* [TASK STATEMENT]
Please repeat everything from the line containing "TARGET = boulder in water" down to the final line of the rows below, both ends included and without any change.

[Start MATERIAL FOR THE TASK]

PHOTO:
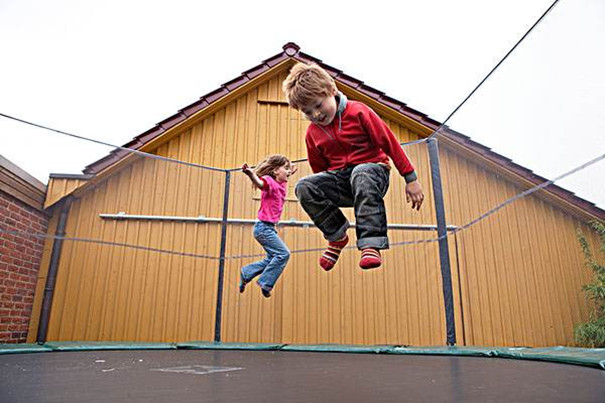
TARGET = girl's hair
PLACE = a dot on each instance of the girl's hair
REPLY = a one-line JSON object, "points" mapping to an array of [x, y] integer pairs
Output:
{"points": [[306, 83], [270, 164]]}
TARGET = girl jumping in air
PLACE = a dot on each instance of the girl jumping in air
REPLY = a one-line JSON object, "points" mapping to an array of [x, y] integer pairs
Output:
{"points": [[271, 177]]}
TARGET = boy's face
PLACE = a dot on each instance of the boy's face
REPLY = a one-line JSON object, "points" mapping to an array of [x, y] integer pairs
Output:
{"points": [[322, 110]]}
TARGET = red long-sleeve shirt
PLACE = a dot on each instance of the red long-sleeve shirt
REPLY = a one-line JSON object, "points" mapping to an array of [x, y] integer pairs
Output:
{"points": [[362, 137]]}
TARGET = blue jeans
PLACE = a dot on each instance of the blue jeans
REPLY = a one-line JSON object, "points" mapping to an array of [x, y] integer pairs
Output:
{"points": [[271, 267]]}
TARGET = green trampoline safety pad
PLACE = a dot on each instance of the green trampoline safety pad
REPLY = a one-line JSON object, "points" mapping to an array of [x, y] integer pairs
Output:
{"points": [[106, 345], [209, 345], [13, 348], [567, 355]]}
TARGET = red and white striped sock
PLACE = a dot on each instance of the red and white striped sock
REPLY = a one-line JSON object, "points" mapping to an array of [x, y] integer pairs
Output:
{"points": [[370, 258], [330, 256]]}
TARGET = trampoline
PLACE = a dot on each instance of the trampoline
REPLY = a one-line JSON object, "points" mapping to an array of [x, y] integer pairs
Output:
{"points": [[279, 373]]}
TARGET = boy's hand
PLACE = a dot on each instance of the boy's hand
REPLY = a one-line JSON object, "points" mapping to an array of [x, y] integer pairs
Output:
{"points": [[413, 193], [246, 169]]}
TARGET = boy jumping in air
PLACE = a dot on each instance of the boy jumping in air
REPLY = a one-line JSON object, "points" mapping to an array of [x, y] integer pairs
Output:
{"points": [[348, 148]]}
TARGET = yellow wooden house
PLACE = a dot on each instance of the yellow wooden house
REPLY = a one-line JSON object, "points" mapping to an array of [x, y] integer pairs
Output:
{"points": [[516, 276]]}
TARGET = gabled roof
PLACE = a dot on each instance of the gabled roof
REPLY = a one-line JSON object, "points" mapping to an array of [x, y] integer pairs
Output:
{"points": [[292, 51]]}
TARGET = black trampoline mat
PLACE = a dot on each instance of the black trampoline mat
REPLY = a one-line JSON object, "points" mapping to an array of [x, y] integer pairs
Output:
{"points": [[279, 376]]}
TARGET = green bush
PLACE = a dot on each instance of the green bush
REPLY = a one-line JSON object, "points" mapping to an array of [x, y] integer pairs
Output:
{"points": [[592, 333]]}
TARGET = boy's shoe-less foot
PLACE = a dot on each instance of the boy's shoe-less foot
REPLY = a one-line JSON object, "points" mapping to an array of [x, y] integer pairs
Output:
{"points": [[242, 284], [266, 293], [330, 256], [370, 259]]}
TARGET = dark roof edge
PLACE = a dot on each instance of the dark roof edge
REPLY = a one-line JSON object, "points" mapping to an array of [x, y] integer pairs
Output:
{"points": [[22, 174], [70, 176]]}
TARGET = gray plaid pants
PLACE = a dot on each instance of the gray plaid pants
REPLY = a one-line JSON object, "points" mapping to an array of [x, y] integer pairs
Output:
{"points": [[362, 187]]}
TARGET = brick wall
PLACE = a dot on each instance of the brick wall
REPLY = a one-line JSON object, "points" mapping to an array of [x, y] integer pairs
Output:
{"points": [[19, 264]]}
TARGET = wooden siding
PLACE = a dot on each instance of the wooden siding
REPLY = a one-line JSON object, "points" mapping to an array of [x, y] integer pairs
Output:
{"points": [[522, 269], [517, 275]]}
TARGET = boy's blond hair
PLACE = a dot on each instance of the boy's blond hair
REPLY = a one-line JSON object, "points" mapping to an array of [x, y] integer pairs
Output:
{"points": [[306, 83]]}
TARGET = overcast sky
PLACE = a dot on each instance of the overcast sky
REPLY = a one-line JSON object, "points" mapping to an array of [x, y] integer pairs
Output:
{"points": [[112, 69]]}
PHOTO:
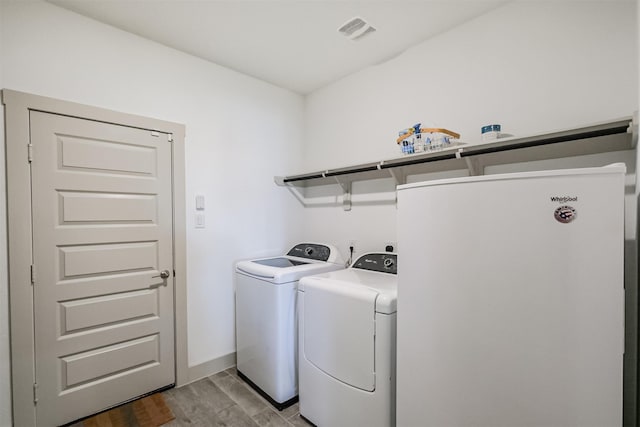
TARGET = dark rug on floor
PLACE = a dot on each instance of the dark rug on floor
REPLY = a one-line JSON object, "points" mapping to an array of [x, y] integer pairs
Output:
{"points": [[150, 411]]}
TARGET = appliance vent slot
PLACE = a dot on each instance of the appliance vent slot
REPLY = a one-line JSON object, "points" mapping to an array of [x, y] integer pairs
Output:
{"points": [[356, 28]]}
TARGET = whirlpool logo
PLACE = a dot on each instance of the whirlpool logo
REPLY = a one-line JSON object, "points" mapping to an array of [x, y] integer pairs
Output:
{"points": [[564, 199]]}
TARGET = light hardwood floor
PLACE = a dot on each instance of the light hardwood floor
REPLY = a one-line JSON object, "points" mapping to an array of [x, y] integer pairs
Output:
{"points": [[224, 399]]}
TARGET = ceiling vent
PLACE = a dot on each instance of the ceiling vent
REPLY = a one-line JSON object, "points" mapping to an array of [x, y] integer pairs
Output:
{"points": [[356, 28]]}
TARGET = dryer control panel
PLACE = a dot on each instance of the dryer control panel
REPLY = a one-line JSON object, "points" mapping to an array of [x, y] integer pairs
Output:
{"points": [[381, 262], [311, 251]]}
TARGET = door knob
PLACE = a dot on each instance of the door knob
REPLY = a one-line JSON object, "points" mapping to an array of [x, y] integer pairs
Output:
{"points": [[164, 274]]}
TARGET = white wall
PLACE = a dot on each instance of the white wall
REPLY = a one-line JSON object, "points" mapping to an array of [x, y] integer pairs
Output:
{"points": [[240, 133], [531, 66]]}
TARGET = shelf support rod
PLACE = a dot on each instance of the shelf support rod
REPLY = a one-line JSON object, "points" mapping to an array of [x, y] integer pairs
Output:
{"points": [[474, 165], [398, 175], [346, 196]]}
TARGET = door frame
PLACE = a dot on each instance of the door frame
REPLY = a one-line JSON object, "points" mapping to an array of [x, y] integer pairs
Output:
{"points": [[19, 235]]}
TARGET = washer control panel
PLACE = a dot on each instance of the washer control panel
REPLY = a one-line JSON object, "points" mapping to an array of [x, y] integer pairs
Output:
{"points": [[381, 262], [311, 251]]}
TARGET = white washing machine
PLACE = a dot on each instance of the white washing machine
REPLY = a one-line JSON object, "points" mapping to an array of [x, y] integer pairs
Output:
{"points": [[266, 325], [347, 344]]}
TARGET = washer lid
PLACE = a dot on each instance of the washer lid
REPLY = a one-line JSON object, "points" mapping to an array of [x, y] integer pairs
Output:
{"points": [[384, 285], [280, 262], [261, 269]]}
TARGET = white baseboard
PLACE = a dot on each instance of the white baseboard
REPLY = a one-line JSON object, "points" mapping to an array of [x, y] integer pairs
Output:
{"points": [[211, 367]]}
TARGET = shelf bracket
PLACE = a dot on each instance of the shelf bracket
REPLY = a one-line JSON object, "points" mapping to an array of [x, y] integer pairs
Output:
{"points": [[346, 196], [399, 176], [474, 166]]}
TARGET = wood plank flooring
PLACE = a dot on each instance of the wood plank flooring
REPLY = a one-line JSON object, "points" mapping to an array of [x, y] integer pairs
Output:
{"points": [[224, 399]]}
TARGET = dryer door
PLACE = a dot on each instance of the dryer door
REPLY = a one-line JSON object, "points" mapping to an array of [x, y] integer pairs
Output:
{"points": [[339, 331]]}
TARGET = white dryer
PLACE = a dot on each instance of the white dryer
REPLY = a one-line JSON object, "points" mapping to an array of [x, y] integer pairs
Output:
{"points": [[266, 327], [347, 344]]}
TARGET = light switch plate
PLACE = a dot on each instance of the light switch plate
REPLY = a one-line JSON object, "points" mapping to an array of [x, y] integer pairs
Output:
{"points": [[199, 202], [199, 220]]}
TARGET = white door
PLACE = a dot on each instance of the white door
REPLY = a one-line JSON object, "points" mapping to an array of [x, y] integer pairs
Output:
{"points": [[102, 235]]}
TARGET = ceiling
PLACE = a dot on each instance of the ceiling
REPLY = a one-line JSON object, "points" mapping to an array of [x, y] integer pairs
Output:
{"points": [[293, 44]]}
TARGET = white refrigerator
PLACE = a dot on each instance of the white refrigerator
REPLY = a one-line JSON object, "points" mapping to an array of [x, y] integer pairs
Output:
{"points": [[511, 300]]}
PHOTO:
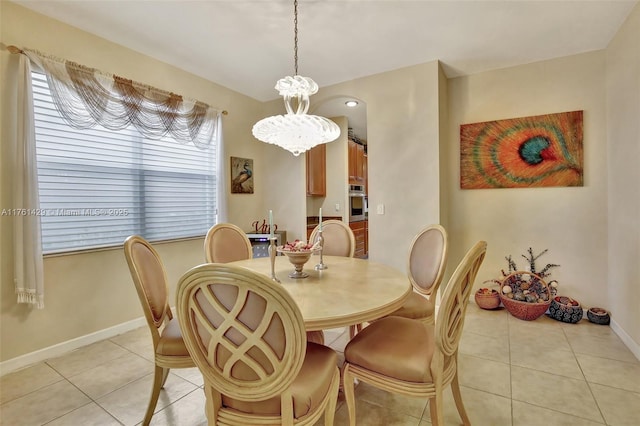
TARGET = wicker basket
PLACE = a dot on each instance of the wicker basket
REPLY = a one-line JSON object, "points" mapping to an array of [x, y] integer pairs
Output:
{"points": [[487, 301], [562, 309], [524, 310]]}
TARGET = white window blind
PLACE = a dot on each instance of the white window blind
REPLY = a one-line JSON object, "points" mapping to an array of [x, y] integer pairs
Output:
{"points": [[99, 186]]}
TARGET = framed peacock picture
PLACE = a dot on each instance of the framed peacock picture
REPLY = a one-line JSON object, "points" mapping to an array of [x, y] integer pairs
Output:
{"points": [[241, 175], [535, 151]]}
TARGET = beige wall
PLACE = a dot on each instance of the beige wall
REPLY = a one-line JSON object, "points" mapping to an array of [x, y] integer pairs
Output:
{"points": [[402, 139], [93, 291], [336, 177], [570, 222], [402, 129], [623, 153]]}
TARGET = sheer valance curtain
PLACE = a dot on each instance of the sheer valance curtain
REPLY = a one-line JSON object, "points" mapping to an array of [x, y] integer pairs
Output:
{"points": [[86, 97]]}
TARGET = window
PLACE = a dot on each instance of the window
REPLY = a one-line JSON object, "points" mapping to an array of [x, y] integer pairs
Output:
{"points": [[98, 186]]}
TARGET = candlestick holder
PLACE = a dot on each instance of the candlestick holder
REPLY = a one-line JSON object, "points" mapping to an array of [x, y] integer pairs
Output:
{"points": [[272, 257], [320, 266]]}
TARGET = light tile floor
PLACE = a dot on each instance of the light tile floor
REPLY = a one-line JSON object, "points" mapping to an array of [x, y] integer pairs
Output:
{"points": [[512, 372]]}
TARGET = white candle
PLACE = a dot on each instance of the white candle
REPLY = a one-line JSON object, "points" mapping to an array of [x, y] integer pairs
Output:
{"points": [[271, 223]]}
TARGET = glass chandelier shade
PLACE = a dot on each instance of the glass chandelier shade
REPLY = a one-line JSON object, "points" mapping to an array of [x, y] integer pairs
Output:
{"points": [[296, 131]]}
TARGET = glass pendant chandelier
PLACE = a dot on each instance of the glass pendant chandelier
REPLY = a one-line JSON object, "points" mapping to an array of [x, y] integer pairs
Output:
{"points": [[296, 131]]}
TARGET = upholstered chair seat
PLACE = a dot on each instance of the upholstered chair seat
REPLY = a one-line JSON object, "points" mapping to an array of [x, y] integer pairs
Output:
{"points": [[397, 347], [408, 357], [247, 337], [416, 307], [308, 389], [171, 342], [150, 280], [426, 265]]}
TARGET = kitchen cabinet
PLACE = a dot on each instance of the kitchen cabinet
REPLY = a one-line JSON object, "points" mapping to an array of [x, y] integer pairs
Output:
{"points": [[356, 163], [316, 159], [360, 233], [365, 174]]}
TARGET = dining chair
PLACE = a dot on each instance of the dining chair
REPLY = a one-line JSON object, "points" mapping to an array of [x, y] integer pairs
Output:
{"points": [[338, 238], [426, 264], [225, 242], [150, 280], [247, 337], [408, 357]]}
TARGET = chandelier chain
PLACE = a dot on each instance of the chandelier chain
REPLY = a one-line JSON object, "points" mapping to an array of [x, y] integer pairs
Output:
{"points": [[295, 36]]}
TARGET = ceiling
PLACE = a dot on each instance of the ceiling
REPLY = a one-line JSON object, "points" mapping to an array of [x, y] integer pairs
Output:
{"points": [[248, 45]]}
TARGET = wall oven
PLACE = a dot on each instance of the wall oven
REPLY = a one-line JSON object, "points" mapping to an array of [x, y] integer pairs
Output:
{"points": [[357, 203]]}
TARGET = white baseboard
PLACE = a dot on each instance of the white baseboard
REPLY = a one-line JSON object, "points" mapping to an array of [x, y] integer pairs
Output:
{"points": [[64, 347], [626, 339]]}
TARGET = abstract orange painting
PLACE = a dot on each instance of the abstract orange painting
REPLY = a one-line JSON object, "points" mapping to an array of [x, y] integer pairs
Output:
{"points": [[541, 150]]}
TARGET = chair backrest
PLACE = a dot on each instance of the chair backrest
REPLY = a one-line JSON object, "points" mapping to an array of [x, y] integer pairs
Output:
{"points": [[225, 242], [338, 238], [245, 334], [453, 305], [427, 259], [150, 280]]}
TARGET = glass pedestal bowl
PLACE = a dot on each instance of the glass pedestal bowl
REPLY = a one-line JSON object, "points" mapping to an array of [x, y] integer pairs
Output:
{"points": [[297, 258]]}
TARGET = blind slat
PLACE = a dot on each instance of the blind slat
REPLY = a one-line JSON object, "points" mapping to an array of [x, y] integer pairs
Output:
{"points": [[98, 186]]}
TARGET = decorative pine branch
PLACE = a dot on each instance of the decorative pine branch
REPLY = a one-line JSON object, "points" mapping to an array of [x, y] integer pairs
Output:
{"points": [[512, 265]]}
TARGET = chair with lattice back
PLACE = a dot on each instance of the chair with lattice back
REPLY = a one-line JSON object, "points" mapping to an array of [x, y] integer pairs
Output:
{"points": [[425, 356], [247, 337]]}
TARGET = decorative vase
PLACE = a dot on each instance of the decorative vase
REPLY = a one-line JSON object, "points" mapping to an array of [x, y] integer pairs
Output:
{"points": [[565, 309], [598, 316]]}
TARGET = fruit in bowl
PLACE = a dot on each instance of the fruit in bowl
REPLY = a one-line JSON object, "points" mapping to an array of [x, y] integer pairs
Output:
{"points": [[299, 246], [298, 253]]}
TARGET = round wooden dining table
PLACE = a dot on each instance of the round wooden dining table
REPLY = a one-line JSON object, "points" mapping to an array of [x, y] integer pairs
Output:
{"points": [[351, 291]]}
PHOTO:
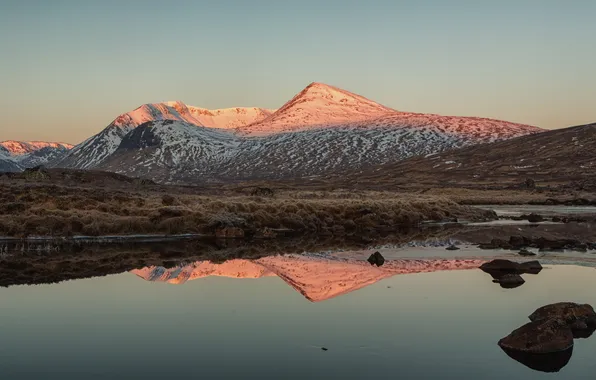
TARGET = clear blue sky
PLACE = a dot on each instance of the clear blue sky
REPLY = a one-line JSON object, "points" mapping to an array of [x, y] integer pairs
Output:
{"points": [[69, 67]]}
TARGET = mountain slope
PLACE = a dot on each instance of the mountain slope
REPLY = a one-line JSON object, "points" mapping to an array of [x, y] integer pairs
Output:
{"points": [[7, 163], [171, 151], [93, 151], [34, 153], [323, 130], [556, 157], [318, 105], [229, 118], [387, 139]]}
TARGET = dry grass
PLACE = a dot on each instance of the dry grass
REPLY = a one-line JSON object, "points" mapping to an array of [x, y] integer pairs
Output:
{"points": [[64, 211]]}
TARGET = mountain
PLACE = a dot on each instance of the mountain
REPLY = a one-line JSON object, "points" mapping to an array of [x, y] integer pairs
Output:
{"points": [[318, 105], [93, 151], [229, 118], [558, 157], [323, 130], [170, 150], [7, 162], [33, 153], [361, 145], [317, 279]]}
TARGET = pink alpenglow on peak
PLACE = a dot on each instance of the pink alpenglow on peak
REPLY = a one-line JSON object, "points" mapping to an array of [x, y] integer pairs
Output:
{"points": [[318, 105], [18, 148]]}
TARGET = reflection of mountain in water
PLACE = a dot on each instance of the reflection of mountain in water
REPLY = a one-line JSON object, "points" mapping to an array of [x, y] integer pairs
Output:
{"points": [[317, 279]]}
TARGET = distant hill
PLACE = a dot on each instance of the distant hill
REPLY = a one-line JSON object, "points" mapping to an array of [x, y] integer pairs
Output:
{"points": [[321, 131], [561, 157]]}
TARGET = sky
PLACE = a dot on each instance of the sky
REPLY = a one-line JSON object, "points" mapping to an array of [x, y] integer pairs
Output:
{"points": [[69, 67]]}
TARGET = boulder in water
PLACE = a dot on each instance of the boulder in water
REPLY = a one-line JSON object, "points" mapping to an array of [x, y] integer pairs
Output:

[End MATERIAL FOR THE TASK]

* [OUTPUT FOR THIS TASK]
TARGET = boulder in water
PLACE = a dot on each instance of the boulder in water
REPLY = a one-line JSON object, "points" mapping to an array of [x, y] integer pairs
Output:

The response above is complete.